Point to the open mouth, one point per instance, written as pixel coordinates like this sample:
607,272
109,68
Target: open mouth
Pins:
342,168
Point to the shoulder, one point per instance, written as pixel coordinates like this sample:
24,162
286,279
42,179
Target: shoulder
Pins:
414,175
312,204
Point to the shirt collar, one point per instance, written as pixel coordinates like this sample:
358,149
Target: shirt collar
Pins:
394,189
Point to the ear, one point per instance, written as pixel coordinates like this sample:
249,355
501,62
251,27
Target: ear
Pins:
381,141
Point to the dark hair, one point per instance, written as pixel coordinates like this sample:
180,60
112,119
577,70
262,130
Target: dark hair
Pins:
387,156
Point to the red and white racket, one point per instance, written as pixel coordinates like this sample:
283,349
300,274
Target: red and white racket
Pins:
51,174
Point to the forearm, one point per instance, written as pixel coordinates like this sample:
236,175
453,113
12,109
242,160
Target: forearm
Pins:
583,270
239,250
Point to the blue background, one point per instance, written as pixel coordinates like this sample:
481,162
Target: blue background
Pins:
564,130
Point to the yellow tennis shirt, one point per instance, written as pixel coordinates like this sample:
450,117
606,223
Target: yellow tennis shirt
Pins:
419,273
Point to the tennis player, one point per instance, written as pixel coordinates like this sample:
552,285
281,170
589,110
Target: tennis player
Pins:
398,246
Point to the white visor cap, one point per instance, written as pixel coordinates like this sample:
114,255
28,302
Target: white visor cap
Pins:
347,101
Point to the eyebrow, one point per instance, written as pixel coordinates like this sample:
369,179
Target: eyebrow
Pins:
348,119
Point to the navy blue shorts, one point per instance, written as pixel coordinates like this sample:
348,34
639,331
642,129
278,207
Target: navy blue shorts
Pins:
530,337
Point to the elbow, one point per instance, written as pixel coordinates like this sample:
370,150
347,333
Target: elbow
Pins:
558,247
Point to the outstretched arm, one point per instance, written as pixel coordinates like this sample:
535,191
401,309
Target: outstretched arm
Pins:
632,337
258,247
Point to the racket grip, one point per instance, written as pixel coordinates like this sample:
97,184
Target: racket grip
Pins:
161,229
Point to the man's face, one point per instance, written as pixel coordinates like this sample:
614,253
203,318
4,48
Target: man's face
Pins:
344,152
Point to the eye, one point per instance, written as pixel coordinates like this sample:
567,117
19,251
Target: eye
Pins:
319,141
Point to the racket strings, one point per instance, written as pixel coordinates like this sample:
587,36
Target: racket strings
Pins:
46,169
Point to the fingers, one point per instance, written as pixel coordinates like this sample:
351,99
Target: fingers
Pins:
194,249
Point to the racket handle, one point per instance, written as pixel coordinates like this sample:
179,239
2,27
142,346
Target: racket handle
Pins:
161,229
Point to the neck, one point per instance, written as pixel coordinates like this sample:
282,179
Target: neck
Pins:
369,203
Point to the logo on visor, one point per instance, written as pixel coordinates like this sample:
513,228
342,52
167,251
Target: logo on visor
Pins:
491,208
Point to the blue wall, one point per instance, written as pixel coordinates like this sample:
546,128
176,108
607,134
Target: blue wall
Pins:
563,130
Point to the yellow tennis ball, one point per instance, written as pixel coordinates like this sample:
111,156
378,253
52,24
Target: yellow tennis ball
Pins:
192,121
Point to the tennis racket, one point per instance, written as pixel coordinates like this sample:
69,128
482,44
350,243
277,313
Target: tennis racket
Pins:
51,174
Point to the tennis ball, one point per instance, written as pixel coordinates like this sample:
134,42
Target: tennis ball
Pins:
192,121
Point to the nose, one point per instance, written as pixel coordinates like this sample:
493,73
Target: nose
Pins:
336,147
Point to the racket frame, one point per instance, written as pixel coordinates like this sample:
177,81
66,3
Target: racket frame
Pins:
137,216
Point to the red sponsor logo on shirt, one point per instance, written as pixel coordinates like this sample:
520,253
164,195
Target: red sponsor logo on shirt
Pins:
◆ ◆ ◆ ◆ ◆
* [Written instruction] Each entry above needs to be retyped exactly.

* [Correct response]
Point to the open mouth, one point per instance, written as pixel coordinates like this sample:
607,272
109,68
Target: open mouth
Pins:
342,168
Point to the shoulder, one point per instance, written as pixel coordinates like this sample:
24,162
286,279
42,179
Target: shoulder
Pins:
414,175
312,204
Point to the shirt collar, one point per instance, written as pixel coordinates like this sample:
358,149
Target: shirt collar
Pins:
394,189
Point to the ear, one point per instance, written as pixel coordinates like this sample:
249,355
501,62
251,27
Target: ear
Pins:
381,141
Point to the dark hair, one point per instance, written as pixel coordinates like this sample:
180,60
112,119
577,70
262,130
Target: dark hair
Pins:
387,156
Point to the red and white racket, one point per instance, written as pixel coordinates like this sample:
283,349
300,274
Target: red and white racket
Pins:
51,174
Point to the forearm, one point per instance, written as pixel coordinates like this sample:
236,175
453,113
12,109
242,160
Target: forearm
Pins:
583,270
239,250
Point to the blue background, one point per instance, written as pixel coordinates like this sample:
481,162
Target: blue background
Pins:
564,130
Point to the yellow tennis shirt, one point per instance, written as pixel coordinates like this sample:
450,117
606,223
Target: yellow tennis shirt
Pins:
419,273
Point to the tennis player, one point per instance, written as pixel coordinates like this sample:
552,285
281,170
589,110
Target: tennis player
Pins:
398,246
Point to the white visor cap, one point per instance, written as pixel coordinates like this sample:
114,255
28,302
Target: white visor cap
Pins:
347,101
Point to the eyebrow, one point per instance, written as pixel coordinates like this sample:
369,179
Target: eyebrow
Pins:
348,119
Point to the navy blue shorts, one point per instance, written as pixel coordinates like this sample:
348,34
639,331
642,129
278,207
Target: navy blue shorts
Pins:
530,337
Point to the elbow, one point per instance, written as pixel coordinates like this sample:
370,150
347,333
Target: elbow
Pins:
558,247
Point to the outstretched arm, one point per instance, written as pixel coordinates like this sample:
535,191
401,309
Target: outstretched arm
Pins:
632,337
258,247
Point to the racket grip, one point per instance, written as pixel coordinates like this sample:
97,184
Target: racket grip
Pins:
161,229
Point to the man's face, one point per instance, written as pixel coordinates like this sample:
614,253
203,318
4,48
Target: man's face
Pins:
344,152
Point to the eye, one point per instance, written as pixel coordinates like this sample:
567,117
19,251
Target: eye
Pins:
319,141
Point to the racket strings, one point per instance, written as pixel coordinates like this sample:
587,36
Target: racket strings
Pins:
46,169
Point to the fingers, one point per instance, written as pixel coordinates like this sample:
351,99
Target: fingers
Pins:
194,249
Point to the racket handle, one point per instance, written as pixel coordinates like this sample:
179,239
2,27
142,346
Target: racket handle
Pins:
161,229
Point to the neck, one point per instance, written as pixel coordinates like this sample:
282,179
Target: neck
Pins:
369,203
Point to the logo on visor, one point per instance, written as pixel coordinates like this sample:
513,228
342,52
167,251
Target: logo on visor
Pins:
491,208
Point to the blue wall, one point per instance, written as pixel coordinates like this sample:
546,128
176,108
607,134
Target: blue wall
Pins:
563,130
Point to the yellow tennis ball, one point per instance, written as pixel coordinates like this sample:
111,156
378,253
52,24
Target: yellow tennis ball
Pins:
192,121
Point to the tennis racket, one point per instance, written as pixel coordinates like this sample:
69,128
482,44
350,243
277,313
Target: tennis racket
Pins:
51,174
Point to the tennis ball, one point per instance, written as pixel coordinates like this sample:
134,42
Target: tennis ball
Pins:
192,121
Point to the nose, one point per instance, written as pixel coordinates like this sample:
493,73
Target: nose
Pins:
336,147
Point to the racket frame, one point per instance, written as pixel coordinates like this sample:
177,81
66,3
Target: racket frame
Pins:
137,216
Point to the red sponsor logo on shirt, one point per instance, written as pixel coordinates like this sample:
520,253
164,195
Target: red sponsor logo on shirt
Pins:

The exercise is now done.